## WORK REQUEST 1
Update the passage on corporate sustainability research from "The growing trend" to "to large enterprises.", changing "procurement" to "purchasing".
## WORK REQUEST 2
In the passage on corporate sustainability research, what percentage of suppliers said sustainability helped them endure the COVID-19 crisis?

## PASSAGE FOR REVIEW
┌──

Delivering on corporate sustainability goals has shifted to the top of the agenda for executive teams with 63% saying it is now “very important” for them, compared with 25% two years ago, according to research carried out jointly by EcoVadis and the Value Chain Innovation Initiative at the Stanford Graduate School of Business.
The growing trend highlights the rapid spread of sustainability for business and has implications for procurement and supply chains.
Mere profits take a back seat
The study found that reducing costs has lost significance, "with 36% of respondents saying this is critically important, compared with 56% in 2019."
This is trend highlights a fundamental change, as business (it now seems) expands its focus beyond unidimensional financial gains.
According to the study, although mid-size companies (between US$100mn and US$1bn in annual revenue) who have sustainable procurement policies typically use fewer tools (due to their limited resources), the benefits they realise are comparable to large enterprises.
Sustainability contributes to resilience
In an interesting discovery, the study found that sustainability actually contributes to resilience, with 63% of buyers and 71% of suppliers stating that it helped them endure the COVID-19 crisis.

└──

## SUPPLIED INFORMATION
┌──

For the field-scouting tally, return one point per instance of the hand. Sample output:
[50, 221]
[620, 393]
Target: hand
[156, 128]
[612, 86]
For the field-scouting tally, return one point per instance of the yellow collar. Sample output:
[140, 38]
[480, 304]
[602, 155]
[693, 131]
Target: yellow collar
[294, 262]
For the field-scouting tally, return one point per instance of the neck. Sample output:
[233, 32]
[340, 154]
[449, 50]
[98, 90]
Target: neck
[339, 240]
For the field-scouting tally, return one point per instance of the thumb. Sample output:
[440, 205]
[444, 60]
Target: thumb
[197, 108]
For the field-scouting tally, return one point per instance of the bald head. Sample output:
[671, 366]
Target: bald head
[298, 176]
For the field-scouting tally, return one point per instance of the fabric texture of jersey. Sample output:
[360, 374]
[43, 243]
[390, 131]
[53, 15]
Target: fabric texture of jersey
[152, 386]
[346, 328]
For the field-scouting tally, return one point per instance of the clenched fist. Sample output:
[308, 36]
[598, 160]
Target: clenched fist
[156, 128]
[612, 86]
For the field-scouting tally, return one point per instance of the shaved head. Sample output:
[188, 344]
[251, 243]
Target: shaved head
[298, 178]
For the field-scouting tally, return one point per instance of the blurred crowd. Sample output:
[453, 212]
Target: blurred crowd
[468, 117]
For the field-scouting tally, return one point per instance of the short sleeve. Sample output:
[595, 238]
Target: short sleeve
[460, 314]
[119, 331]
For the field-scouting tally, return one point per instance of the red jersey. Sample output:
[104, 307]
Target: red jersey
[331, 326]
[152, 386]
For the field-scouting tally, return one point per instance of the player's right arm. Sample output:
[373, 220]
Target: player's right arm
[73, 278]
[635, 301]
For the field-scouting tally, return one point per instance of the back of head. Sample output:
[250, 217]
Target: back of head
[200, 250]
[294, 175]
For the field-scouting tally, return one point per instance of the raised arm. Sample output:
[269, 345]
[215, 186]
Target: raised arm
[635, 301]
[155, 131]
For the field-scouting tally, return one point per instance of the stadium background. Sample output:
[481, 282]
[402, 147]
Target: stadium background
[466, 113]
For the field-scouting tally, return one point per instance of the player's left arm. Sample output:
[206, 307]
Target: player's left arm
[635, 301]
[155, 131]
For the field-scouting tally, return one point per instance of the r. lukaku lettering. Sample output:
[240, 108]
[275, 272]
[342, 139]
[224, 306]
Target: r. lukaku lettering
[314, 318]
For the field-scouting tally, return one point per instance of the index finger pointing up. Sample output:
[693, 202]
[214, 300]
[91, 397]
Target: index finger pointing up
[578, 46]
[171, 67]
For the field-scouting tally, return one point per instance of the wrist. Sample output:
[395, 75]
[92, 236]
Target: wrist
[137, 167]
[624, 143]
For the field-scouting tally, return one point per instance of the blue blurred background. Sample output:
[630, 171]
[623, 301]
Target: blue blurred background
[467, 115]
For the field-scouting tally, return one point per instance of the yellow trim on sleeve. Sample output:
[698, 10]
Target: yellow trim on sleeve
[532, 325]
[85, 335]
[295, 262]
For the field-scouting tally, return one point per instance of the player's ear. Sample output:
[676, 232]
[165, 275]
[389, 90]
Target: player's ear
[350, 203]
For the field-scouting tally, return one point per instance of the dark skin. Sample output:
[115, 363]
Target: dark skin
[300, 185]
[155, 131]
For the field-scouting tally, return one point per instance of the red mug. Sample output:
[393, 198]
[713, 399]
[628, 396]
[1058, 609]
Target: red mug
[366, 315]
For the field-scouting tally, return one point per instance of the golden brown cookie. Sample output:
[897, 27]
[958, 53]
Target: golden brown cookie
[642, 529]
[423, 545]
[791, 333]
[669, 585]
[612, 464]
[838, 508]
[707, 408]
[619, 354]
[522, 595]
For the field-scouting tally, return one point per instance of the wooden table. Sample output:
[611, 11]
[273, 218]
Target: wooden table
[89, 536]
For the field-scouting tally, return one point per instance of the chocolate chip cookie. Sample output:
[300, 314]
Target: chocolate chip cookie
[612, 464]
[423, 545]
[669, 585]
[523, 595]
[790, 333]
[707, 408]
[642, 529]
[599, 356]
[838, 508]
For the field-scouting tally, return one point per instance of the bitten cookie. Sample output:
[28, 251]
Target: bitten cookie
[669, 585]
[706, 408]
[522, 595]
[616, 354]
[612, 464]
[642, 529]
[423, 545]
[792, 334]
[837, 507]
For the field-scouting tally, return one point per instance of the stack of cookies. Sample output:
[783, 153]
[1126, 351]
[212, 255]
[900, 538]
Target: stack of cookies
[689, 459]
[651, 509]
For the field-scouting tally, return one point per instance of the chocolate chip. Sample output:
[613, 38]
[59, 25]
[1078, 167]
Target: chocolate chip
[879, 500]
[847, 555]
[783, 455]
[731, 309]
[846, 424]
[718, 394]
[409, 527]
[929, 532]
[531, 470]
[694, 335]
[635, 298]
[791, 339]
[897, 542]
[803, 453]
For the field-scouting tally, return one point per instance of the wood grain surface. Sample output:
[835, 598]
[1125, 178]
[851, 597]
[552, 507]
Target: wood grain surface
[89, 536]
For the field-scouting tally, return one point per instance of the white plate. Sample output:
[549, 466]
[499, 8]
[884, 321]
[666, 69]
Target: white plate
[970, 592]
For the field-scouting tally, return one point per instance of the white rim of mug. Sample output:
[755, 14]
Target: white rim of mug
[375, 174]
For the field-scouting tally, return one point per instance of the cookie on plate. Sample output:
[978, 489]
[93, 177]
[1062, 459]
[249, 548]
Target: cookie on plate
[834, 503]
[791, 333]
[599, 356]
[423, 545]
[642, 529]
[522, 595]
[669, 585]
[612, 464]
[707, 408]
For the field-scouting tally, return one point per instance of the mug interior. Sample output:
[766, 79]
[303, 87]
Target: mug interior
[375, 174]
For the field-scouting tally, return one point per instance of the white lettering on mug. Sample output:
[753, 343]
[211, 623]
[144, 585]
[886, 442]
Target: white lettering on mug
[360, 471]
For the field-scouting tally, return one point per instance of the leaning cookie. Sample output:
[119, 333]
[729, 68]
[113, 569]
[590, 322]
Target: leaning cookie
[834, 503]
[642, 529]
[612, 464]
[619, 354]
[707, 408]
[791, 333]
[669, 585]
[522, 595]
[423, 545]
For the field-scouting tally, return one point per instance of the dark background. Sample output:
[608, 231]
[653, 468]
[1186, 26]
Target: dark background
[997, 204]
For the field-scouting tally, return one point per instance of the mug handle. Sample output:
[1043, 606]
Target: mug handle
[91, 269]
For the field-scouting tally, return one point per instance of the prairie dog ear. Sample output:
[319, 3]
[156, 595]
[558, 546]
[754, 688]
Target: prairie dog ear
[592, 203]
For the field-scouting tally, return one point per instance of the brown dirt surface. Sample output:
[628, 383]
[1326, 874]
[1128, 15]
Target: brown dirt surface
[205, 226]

└──

## TASK OUTPUT 1
The growing trend highlights the rapid spread of sustainability for business and has implications for purchasing and supply chains.
Mere profits take a back seat
The study found that reducing costs has lost significance, "with 36% of respondents saying this is critically important, compared with 56% in 2019."
This is trend highlights a fundamental change, as business (it now seems) expands its focus beyond unidimensional financial gains.
According to the study, although mid-size companies (between US$100mn and US$1bn in annual revenue) who have sustainable purchasing policies typically use fewer tools (due to their limited resources), the benefits they realise are comparable to large enterprises.

## TASK OUTPUT 2
71%